## Requirement
Present the entries below as one numbered list with a line per number. Skip blank lines and leave out the pictures.

## Given information

▼▼▼

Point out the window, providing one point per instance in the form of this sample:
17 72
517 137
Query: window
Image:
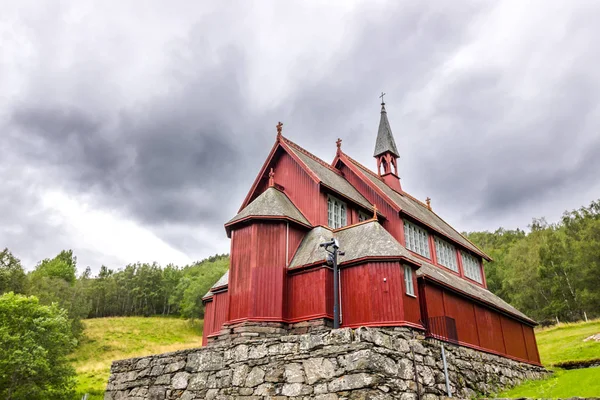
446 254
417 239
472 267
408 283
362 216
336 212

▲▲▲

## Exercise solution
1. Point out the window, providing one point per instance in the form of this sample:
2. 17 72
3. 517 137
4. Query: window
5. Image:
6. 446 254
7. 417 239
8. 472 267
9. 408 283
10. 362 216
11. 336 212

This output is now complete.